(Given text)
• • • • • • •

Making analysis easier
You also want to make sure that there is consistency in your response options. Let’s look at the question, “Will you hire one or more data scientists next year?”.
Balance: It is generally best to have a balanced set of possible responses. Take these options.
- Not balanced:
Definitely not | Maybe not | Probably not | Probably yes | Yes
Definitely not | Probably not | Probably yes | Yes
The first example has three negative options compared with two affirmative ones. This itself is somewhat leading. It also makes reporting look awkward and could raise methodological questions. The second set of options is balance and could be evenly collapsed into
Yesfor further analysis.
- Not balanced:
Indifference: Although there is no right or wrong here, you often need to decide if respondents will be able to select an option of indifference. The benefit of including indifference is that you can quantify a sense of uncertainty. The drawback may be that indifference is harder to take action on. By removing the indifference option, you force respondents to take a stand on either side of the scale.
Definitely not | Probably not | Not sure | Probably yes | Yes
- No indifference:
Definitely not | Probably not | Probably yes | Yes
Testing the survey
The draft survey needs to be programmed into survey software. It is very important that a preview version of the survey on the platform is widely tested. This will ensure that (1) the questions and logic are operating as expected and (2) that other stakeholders have one more chance to give feedback and make final content recommendations.
Another question to address at this stage is the survey length. Ask you colleagues to take the survey as if they were encountering the questions for the first time and report back how long it took to complete. The optimal length depends on the anticipated engagement of your audience as well as your expectations for the total number of responses.
The guiding philosophy here should be longer than it needs to be. Keep it as short as possible without sacrificing the key topics you hope to better understand from the results.
The question types you choose matter as they place varying levels of mental burden on your respondents. A single-select multiple choice question on a non-controversial topic takes less effort than an open-ended text question asking respondents to justify their religious beliefs. Open-ended questions, which are more taxing, are generally best placed at the end of the survey and made optional as some people will drop off when they encounter these. When placed at or near the end, you should be able to salvage earlier responses from those dropping off.
Once you and other stakeholders are happy with the questionnaire, many decisions remain.
How will you deliver the survey to potential respondents?

• • • • • • •

(Records shown)
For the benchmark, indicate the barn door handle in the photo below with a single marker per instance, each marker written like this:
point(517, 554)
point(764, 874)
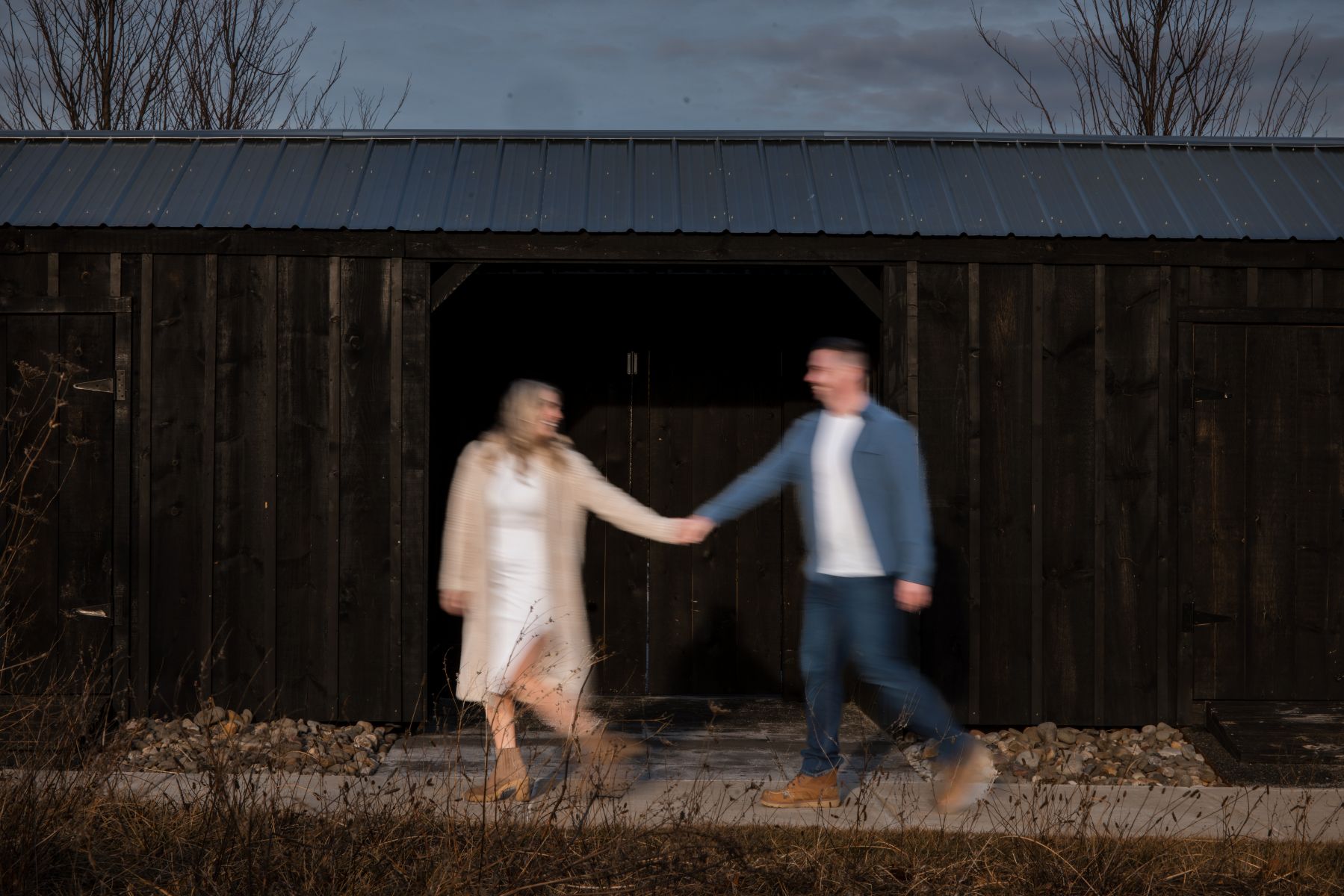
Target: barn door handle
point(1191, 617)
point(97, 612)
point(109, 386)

• • • • • • •

(List of tasks)
1. From the survey design text, list every response option in the set shown under the label "No indifference".
2. Extract every line of the listing word for word, but leave out the picture.

(Answers)
1.
Definitely not
Probably not
Probably yes
Yes

2.
For the benchmark, indicate the barn door handle in the photo below with a single marker per instance, each marker written like this:
point(517, 554)
point(764, 874)
Target: barn door handle
point(1191, 617)
point(97, 612)
point(109, 386)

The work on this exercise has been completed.